I. İPTALİ İSTENEN KANUN HÜKMÜ
Kanun’un itiraz konusu kuralın da yer
aldığı 50. maddesi şöyledir:
“Yönetmelikler
Madde 50- Bu Kanunla ilgili olarak
aşağıda belirtilen hususlar çıkarılacak yönetmeliklerle düzenlenir.
a) Serbest muhasebeci mali müşavirlik ve
yeminli mali müşavirliğe ait çalışma usul ve esasları.
b) 7 nci maddeye göre sınav için
teşekkül ettirilecek komisyonun çalışma usulleri, sınav esasları, sınavın
konuları, serbest muhasebeci mali müşavir veya yeminli mali müşavir yanında
çalışma şekli, süresi (staj) ile ilgili diğer hususlar.
c) Yeminli mali müşavirlerin tasdik
işlerine dair işlemler.
d) Müracaat usulleri.
e) Ruhsat verilmesi ve unvanın
kullanılması.
f) Üye kayıt defteri, meslek kütüğü ve
meslek sicil numarası.
g) Üye aidatları.
h) Taşınmaz mallara sahip olma.
i) Müşavirlik ve muhasebecilik ücretinin
esasları.
j) Meslek mensuplarınca tutulacak defter
ve kayıtlar ile bunların bildirim mecburiyeti.

Kayıtlı veriler
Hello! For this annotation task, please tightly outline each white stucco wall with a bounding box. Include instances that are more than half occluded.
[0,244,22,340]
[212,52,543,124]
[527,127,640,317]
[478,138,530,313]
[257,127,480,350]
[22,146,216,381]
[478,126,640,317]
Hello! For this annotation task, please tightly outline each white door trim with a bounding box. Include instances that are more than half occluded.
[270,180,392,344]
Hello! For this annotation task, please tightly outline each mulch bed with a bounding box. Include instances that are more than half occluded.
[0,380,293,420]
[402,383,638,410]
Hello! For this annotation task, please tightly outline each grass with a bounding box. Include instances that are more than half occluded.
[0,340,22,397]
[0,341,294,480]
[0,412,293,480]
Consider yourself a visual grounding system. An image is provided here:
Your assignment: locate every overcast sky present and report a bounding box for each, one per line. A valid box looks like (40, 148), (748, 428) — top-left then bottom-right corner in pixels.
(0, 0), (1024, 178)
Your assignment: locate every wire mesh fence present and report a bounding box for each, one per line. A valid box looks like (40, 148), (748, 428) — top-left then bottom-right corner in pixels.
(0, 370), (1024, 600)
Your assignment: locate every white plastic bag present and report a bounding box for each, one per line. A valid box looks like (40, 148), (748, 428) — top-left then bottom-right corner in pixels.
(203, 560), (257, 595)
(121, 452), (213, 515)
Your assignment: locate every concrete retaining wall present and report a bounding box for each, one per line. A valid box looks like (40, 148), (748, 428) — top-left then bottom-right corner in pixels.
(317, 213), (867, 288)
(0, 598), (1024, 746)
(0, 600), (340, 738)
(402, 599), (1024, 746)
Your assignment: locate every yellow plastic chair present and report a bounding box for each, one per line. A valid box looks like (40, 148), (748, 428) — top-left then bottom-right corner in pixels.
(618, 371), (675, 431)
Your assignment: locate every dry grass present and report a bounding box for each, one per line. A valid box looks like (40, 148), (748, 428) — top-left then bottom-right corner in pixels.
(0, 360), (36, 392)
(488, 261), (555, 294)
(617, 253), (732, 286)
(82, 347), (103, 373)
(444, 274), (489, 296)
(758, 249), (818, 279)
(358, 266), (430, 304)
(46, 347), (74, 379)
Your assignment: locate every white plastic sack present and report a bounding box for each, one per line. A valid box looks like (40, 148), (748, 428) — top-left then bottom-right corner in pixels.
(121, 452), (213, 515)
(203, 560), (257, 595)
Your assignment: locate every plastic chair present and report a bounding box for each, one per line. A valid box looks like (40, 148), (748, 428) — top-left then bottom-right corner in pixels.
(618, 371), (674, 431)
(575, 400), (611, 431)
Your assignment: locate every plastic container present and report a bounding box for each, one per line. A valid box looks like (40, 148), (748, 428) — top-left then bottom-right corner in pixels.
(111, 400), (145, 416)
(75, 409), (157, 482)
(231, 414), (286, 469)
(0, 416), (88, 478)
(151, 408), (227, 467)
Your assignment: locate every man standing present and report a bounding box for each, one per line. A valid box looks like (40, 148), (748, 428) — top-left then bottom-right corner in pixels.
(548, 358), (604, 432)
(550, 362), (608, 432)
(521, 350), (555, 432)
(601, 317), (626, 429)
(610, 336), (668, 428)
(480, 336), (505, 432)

Yapılacak görevler
(1) Verilen metinde "b) 7 nci maddeye göre" sözleriyle başlayan bendi, temel bilgilerini koruyarak kısa bir madde listesine dönüştürün.
(2) Kayıtlarda "Consider yourself a" ifadesini içeren satır ile "(402, 599), (1024, 746)" ifadesini içeren satır arasındaki satırları, bu iki satır dahil olmak üzere hiç değiştirmeden aktarın.

Yanıtlar
(1)
- 7. maddeye göre sınav için kurulacak komisyonun çalışma usulleri
- Sınav esasları ve sınavın konuları
- Serbest muhasebeci mali müşavir veya yeminli mali müşavir yanında çalışmanın şekli, süresi (staj) ve bununla ilgili diğer hususlar

(2)
Consider yourself a visual grounding system. An image is provided here:
Your assignment: locate every overcast sky present and report a bounding box for each, one per line. A valid box looks like (40, 148), (748, 428) — top-left then bottom-right corner in pixels.
(0, 0), (1024, 178)
Your assignment: locate every wire mesh fence present and report a bounding box for each, one per line. A valid box looks like (40, 148), (748, 428) — top-left then bottom-right corner in pixels.
(0, 370), (1024, 600)
Your assignment: locate every white plastic bag present and report a bounding box for each, one per line. A valid box looks like (40, 148), (748, 428) — top-left then bottom-right corner in pixels.
(203, 560), (257, 595)
(121, 452), (213, 515)
Your assignment: locate every concrete retaining wall present and report a bounding box for each, one per line. A valid box looks like (40, 148), (748, 428) — top-left then bottom-right corner in pixels.
(317, 213), (867, 288)
(0, 598), (1024, 746)
(0, 600), (340, 738)
(402, 599), (1024, 746)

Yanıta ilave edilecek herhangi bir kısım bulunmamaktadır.